[begin Data for the task]

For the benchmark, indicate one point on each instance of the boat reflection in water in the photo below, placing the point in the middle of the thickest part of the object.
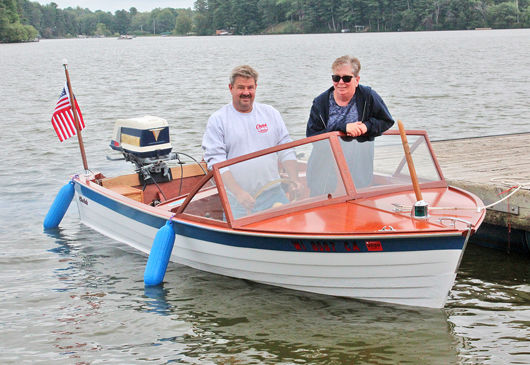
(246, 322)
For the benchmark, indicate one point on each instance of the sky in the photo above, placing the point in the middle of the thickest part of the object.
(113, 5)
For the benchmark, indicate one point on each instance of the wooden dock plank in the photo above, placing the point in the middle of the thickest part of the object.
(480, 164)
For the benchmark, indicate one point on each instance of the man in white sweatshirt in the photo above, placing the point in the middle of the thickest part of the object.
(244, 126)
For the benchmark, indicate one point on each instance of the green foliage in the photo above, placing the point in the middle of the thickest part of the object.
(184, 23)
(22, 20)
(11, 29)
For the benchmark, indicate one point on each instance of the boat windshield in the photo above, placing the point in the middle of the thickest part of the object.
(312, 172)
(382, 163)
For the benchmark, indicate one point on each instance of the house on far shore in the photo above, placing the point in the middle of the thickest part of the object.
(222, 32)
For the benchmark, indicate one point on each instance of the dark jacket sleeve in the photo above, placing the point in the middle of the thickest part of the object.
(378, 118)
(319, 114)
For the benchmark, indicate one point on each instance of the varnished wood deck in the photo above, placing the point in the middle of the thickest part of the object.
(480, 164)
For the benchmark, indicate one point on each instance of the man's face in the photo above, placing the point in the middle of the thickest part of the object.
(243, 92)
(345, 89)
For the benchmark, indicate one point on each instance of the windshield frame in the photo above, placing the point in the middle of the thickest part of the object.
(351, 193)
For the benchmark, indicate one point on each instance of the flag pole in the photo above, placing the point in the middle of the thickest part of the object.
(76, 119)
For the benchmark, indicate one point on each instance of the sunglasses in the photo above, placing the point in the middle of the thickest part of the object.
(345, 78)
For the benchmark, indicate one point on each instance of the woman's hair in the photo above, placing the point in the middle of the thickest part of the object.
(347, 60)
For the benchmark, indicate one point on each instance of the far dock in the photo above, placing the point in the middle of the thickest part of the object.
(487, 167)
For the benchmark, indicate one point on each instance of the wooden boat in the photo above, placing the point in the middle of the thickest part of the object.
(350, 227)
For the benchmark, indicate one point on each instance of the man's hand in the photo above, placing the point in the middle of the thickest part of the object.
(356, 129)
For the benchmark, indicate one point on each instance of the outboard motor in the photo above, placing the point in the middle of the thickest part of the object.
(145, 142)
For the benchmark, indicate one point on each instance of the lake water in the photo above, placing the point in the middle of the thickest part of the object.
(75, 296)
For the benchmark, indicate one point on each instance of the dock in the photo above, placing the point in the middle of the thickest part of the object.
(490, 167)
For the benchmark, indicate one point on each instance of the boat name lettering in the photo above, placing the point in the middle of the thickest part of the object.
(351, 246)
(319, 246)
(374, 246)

[end Data for the task]
[begin Data for the task]

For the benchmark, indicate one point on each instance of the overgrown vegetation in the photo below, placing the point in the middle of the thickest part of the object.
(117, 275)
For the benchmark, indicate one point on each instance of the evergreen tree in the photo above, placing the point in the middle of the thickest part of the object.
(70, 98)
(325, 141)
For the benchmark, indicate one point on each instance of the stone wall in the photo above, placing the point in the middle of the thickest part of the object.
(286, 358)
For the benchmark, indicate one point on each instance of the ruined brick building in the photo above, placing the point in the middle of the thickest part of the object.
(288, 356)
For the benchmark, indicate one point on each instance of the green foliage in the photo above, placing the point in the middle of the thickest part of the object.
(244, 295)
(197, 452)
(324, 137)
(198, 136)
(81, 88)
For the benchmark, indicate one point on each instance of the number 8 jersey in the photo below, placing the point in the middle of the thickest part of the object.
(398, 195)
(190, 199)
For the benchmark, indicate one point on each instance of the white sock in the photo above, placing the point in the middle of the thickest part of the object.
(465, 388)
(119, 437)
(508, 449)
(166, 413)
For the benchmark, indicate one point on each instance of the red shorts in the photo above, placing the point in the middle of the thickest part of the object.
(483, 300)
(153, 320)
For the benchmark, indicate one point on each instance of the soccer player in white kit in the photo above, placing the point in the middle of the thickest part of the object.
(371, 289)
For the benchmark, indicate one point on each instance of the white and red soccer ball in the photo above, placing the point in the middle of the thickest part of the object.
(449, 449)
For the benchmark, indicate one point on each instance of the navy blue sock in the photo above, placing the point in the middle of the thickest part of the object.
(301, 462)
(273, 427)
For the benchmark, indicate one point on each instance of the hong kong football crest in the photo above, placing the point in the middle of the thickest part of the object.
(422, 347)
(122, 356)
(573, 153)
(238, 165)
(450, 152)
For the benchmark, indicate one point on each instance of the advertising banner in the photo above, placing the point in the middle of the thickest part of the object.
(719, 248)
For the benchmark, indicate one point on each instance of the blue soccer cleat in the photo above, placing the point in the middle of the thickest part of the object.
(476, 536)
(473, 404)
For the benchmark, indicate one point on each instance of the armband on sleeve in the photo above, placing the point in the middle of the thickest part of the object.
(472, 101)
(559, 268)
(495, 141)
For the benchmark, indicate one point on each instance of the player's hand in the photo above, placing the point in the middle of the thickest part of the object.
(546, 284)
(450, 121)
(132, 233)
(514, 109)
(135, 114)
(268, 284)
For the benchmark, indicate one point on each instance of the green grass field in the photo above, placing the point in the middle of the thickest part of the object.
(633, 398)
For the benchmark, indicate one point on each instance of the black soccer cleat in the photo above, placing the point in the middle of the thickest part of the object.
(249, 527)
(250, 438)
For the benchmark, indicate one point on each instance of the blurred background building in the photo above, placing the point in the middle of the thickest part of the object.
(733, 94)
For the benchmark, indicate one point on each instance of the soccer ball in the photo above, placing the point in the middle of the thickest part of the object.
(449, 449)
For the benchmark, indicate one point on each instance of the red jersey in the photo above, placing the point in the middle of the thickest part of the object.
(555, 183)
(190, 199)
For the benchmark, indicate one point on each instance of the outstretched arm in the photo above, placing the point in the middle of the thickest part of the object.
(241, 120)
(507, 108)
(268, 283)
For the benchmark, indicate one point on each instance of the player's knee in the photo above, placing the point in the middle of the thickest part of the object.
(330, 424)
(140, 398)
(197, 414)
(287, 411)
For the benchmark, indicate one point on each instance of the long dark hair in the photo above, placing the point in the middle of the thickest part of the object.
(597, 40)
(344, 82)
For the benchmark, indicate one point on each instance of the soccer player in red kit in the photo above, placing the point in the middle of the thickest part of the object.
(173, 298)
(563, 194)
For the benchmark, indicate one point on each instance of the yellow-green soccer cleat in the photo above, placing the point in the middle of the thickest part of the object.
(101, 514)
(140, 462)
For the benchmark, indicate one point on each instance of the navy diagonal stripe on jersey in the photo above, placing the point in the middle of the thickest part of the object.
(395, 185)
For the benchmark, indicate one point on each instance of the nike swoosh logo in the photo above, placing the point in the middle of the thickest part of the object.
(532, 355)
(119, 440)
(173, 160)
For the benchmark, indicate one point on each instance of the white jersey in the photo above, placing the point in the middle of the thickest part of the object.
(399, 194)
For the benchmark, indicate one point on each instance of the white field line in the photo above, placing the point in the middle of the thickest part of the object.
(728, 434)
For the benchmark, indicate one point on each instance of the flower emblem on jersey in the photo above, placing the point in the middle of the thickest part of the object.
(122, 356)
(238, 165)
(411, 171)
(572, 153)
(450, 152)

[end Data for the task]

▶ Directions for this task: Please count how many lines of the items above contain the string "sleeve", treating uppercase and lowercase as different. Give only the number.

▶ Final result: 2